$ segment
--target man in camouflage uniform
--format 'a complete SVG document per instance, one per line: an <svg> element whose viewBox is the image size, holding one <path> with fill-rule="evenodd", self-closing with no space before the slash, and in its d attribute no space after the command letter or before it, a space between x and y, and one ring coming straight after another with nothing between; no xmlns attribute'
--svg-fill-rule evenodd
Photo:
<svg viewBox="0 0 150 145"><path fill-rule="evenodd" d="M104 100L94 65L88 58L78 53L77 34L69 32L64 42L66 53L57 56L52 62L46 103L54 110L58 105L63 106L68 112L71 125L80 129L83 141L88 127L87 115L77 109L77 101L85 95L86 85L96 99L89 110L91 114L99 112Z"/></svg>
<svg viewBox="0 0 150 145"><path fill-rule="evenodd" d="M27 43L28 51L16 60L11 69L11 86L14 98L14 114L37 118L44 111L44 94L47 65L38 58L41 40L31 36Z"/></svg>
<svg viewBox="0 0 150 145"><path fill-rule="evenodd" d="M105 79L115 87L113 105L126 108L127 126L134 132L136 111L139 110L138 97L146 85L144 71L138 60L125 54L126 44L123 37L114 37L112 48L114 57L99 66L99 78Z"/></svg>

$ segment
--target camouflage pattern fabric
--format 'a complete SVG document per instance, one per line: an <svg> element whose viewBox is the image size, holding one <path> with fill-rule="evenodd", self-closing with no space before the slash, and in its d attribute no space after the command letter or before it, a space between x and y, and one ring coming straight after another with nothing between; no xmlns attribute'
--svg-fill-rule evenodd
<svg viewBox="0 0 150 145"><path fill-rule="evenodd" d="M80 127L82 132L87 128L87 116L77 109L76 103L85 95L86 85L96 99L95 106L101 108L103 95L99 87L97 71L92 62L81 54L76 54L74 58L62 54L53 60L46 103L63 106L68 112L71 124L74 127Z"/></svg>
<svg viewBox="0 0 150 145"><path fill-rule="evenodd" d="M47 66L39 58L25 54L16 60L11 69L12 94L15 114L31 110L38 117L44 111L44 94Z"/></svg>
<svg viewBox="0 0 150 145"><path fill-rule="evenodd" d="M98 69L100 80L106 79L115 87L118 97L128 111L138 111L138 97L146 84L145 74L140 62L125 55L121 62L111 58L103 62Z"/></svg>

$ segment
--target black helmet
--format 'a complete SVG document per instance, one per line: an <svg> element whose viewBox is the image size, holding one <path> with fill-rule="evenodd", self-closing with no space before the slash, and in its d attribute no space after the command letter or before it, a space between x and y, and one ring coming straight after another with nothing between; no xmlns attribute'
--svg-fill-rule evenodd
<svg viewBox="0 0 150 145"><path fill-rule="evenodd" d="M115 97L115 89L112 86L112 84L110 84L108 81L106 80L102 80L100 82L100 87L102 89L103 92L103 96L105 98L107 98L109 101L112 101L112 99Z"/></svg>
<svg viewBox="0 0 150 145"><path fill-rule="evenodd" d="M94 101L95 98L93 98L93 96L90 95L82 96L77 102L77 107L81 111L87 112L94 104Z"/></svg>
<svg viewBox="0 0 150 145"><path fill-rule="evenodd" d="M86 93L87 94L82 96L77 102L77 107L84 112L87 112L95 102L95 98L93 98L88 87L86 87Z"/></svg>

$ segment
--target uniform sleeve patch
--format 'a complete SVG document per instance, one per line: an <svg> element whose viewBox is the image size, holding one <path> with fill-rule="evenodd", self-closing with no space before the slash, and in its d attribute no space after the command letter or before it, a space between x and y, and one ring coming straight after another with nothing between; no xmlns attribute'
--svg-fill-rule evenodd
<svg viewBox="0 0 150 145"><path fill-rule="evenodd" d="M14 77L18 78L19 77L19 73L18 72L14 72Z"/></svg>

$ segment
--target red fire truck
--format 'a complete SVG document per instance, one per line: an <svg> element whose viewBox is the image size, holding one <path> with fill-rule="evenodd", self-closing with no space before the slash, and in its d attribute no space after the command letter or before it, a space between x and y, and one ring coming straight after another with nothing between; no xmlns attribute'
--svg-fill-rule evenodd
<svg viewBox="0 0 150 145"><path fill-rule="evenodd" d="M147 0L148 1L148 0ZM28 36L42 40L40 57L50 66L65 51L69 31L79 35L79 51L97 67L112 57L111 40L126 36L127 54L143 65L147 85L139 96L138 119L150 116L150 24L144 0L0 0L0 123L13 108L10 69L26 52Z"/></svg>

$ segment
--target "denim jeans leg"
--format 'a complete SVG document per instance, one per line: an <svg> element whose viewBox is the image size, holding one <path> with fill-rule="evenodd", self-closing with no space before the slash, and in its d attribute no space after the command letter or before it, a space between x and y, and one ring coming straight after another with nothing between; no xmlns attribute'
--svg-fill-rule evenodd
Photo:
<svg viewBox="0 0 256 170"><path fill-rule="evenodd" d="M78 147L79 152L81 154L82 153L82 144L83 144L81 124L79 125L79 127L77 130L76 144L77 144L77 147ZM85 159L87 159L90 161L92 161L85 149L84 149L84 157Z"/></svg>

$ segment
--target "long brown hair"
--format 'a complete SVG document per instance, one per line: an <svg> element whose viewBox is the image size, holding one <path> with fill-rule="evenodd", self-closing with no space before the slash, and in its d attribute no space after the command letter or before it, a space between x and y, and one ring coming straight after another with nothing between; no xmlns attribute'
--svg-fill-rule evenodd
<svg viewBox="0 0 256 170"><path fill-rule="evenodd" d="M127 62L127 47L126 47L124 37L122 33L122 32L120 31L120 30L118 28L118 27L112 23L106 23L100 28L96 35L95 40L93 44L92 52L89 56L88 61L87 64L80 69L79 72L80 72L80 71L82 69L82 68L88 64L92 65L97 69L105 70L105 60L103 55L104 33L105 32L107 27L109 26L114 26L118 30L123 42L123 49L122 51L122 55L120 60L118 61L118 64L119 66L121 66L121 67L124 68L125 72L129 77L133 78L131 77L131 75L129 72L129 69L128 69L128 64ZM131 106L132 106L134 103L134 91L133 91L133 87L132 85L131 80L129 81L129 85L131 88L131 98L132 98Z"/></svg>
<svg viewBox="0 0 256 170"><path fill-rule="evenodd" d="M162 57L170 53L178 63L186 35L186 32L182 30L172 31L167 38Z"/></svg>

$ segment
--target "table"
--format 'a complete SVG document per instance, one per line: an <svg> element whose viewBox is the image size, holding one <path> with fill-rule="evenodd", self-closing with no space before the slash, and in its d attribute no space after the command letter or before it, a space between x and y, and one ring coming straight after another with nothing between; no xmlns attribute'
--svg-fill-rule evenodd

+===+

* **AIM**: Identify every line above that contains the word "camouflage", copying each one in full. Case counts.

* **THE COMPLETED TASK**:
--target man in camouflage uniform
--target camouflage pattern fabric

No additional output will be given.